Problem to solve
Transcribe the data exactly, omitting whatever pictures it holds.

Working data
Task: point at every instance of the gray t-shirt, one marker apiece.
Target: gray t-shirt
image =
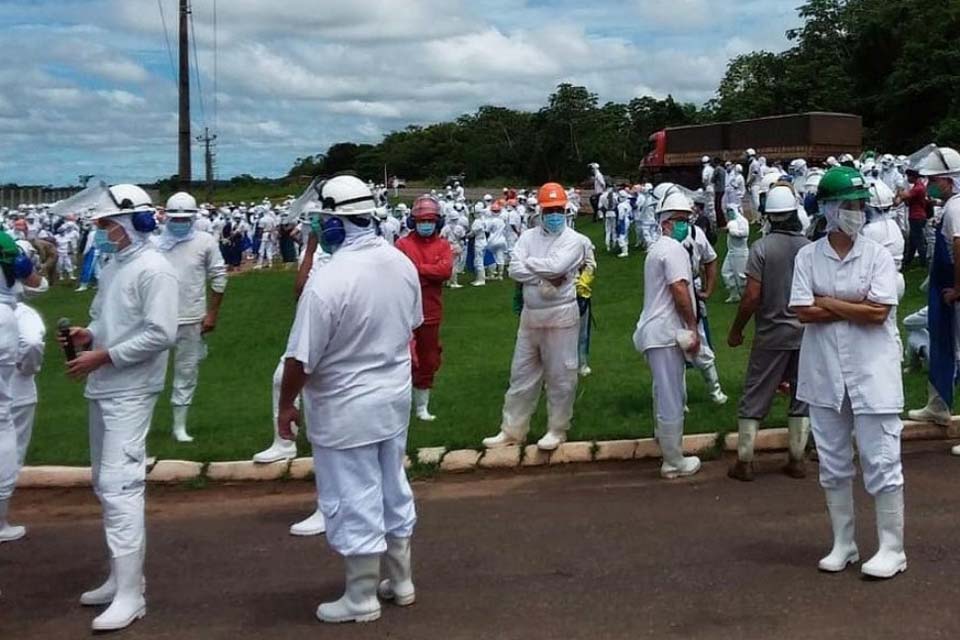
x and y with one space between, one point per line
771 263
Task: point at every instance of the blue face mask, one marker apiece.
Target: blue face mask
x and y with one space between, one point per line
104 244
179 228
681 229
554 222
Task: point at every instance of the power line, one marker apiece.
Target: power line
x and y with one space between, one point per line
196 67
166 38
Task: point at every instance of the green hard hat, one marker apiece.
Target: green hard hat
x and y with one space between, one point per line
842 183
8 248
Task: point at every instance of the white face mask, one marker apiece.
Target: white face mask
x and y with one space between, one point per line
851 221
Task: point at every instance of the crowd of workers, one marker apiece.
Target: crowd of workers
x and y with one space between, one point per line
822 284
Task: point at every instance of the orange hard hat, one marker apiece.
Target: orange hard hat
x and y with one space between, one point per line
426 208
551 195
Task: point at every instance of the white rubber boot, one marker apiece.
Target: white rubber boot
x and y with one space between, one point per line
552 439
890 559
502 439
712 379
180 423
398 585
9 532
798 431
313 525
359 601
936 410
675 465
421 403
746 437
842 521
128 604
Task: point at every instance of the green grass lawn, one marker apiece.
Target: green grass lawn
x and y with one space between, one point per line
231 416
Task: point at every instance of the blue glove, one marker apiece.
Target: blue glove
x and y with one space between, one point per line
22 266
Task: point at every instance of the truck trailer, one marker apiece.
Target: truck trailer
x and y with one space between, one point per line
814 136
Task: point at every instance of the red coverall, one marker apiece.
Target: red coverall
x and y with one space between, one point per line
433 259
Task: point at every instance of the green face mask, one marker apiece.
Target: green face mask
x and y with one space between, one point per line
681 229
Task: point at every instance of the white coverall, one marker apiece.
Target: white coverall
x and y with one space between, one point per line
133 317
734 267
479 232
709 202
546 350
269 239
29 360
196 261
656 338
624 219
352 333
848 372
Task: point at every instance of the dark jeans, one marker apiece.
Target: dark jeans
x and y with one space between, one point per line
916 243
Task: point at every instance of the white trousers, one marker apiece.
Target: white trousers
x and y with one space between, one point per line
878 441
118 454
734 272
23 417
187 354
610 232
364 495
542 358
9 465
667 365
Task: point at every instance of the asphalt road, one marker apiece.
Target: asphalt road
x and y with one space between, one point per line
595 551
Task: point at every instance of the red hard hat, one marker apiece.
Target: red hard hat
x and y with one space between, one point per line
426 208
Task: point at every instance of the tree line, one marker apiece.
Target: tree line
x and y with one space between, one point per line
895 62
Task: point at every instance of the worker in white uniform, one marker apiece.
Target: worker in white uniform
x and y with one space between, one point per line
546 261
703 263
122 353
734 267
478 231
942 170
709 190
269 238
882 227
349 352
16 272
666 332
624 220
196 258
845 292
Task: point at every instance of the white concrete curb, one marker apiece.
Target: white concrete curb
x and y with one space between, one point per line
458 461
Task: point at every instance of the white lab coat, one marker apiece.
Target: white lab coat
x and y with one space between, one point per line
546 349
734 266
352 333
29 360
133 317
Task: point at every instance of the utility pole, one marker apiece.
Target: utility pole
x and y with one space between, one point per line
185 170
207 141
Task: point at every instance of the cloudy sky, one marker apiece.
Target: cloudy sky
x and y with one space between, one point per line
87 86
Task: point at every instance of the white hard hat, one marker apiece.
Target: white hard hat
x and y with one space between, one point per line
943 161
346 196
126 198
673 200
881 197
661 189
781 199
181 205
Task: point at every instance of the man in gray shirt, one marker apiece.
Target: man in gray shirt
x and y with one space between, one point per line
776 343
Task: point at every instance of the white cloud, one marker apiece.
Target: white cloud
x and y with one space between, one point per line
88 84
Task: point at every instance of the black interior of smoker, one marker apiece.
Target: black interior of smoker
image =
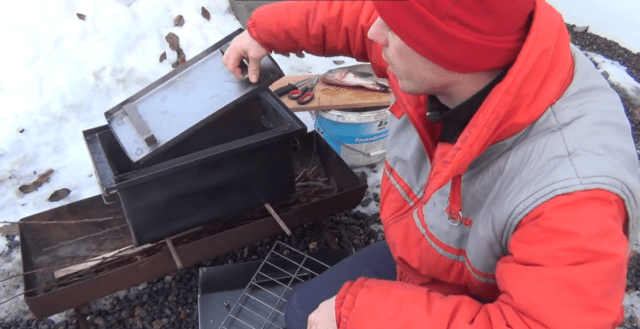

Problem solution
Task: point at every instance of the gray t-shirt, one marker apiece.
Target: gray t-shirt
image =
x and y with one space between, one point per line
771 263
Task: point at every instance of the blue face mask, one marker apiece.
Target: blue face mask
x and y with one space between, one point per line
104 244
179 228
681 229
554 222
Task: point at every instance of the power line, one marker apiece.
Target: power line
x and y with one space between, one point per line
196 67
166 38
Task: point at every instance of the green hard hat, one marker apiece.
Target: green hard hat
x and y with one space between, one point per line
842 183
8 248
Task: point at every instance of the white face mask, one marker apiece.
Target: white face mask
x and y with one space between, one point per line
851 221
Task: point at every instance of the crowd of workers, one marker apiece.
Target: crowd of workers
x and y with one space between, one point per line
822 284
Task: point at every instance of the orange hard hat, one marker apiece.
Target: orange hard hat
x and y with one space between, one point per line
426 208
551 195
Task: point at every instance of the white rubber boot, one marker apiece.
Target: white rubber boot
x and y with one space between, one point per line
552 439
890 559
502 439
712 379
180 423
398 585
9 532
798 431
313 525
359 601
936 410
675 465
421 403
746 437
842 521
128 604
Task: point at every instance of the green grass lawn, one marker apiece.
Target: green grass lawn
x and y with one space between, one point per line
231 416
Task: point at every instance of the blue glove, one marker apiece.
Target: blue glove
x and y with one space between, one point per line
22 266
Task: point at every instance of the truck trailer, one marker apiece.
Target: truck trailer
x and y with one space between, one point per line
814 136
Task: point at every instance of the red coverall, one marker apiece.
Target: red coverall
x and y with one space between, one point per line
433 259
Task: point at every instance of the green face mask, one marker apiece.
Target: green face mask
x and y with one space between, one point per line
681 229
Task: point at every instance of the white coverall, one marker apiece.
Target: white coverall
x and y with one space between, one point per line
133 317
734 267
479 232
709 202
546 350
269 239
29 360
196 261
656 338
624 219
352 333
848 372
Task: point at every instance of the dark jeans, one marker apiece.
Target: dark jeans
x and y with one space between, one point per line
916 243
Task: point at every instance of the white trousers, one marker apiece.
Target: white trousers
x and y with one space between, one point per line
878 441
118 454
734 272
23 417
187 354
610 232
364 495
542 358
9 465
667 365
Task: point at every instance of the asphalt road, one marker apiece.
Target: asphalt road
x and y with one space between, one point per line
595 551
Task: point at every instance of the red hard hat, one marker apiece.
Target: red hard hat
x and y with one space between, one point per line
426 208
Task: point at every instance of the tree line, one marker apiece.
Target: tree line
x and y with one space between, one point per line
895 62
Task: point at every instance of the worker in white uniform, one marker apiece.
Target: worker in white uniform
x and y with one space between, one point per line
546 261
703 263
122 353
734 267
478 231
942 170
709 190
269 238
882 227
349 352
16 272
666 332
624 220
196 258
845 292
Task: point at every instance of the white concrete curb, one marker apiece.
Target: white concrete curb
x and y with one space between, one point per line
458 461
Task: point at every instance of the white lab coat, one marker apiece.
Target: white lab coat
x and y with one space between, one point per line
546 349
734 266
352 333
29 360
133 317
Task: point at every instance of the utility pole, one marker apiece.
Target: utility pole
x and y with one space between, one point per line
185 170
207 141
Task: point at every instance of the cloudy sky, one marker apiece.
Target: cloudy sky
x and y with one space between, one point per line
87 86
Task: point at every instance of the white hard hat, one marker apiece.
Target: white hard hat
x and y with one space between, one point per line
943 161
346 196
126 198
673 200
881 197
661 189
781 199
181 205
Task: point at every instance of the man in gray shirt, one marker apiece.
Target: man in gray shirt
x and y with one space between, one point per line
776 343
Task: point at every instance of the white cloud, one marker apiece.
Target: white cloud
x and y with one space between, one point per line
88 84
Task: point at every instance of the black interior of smoker, one marker apiece.
Target: black interior of smoker
image =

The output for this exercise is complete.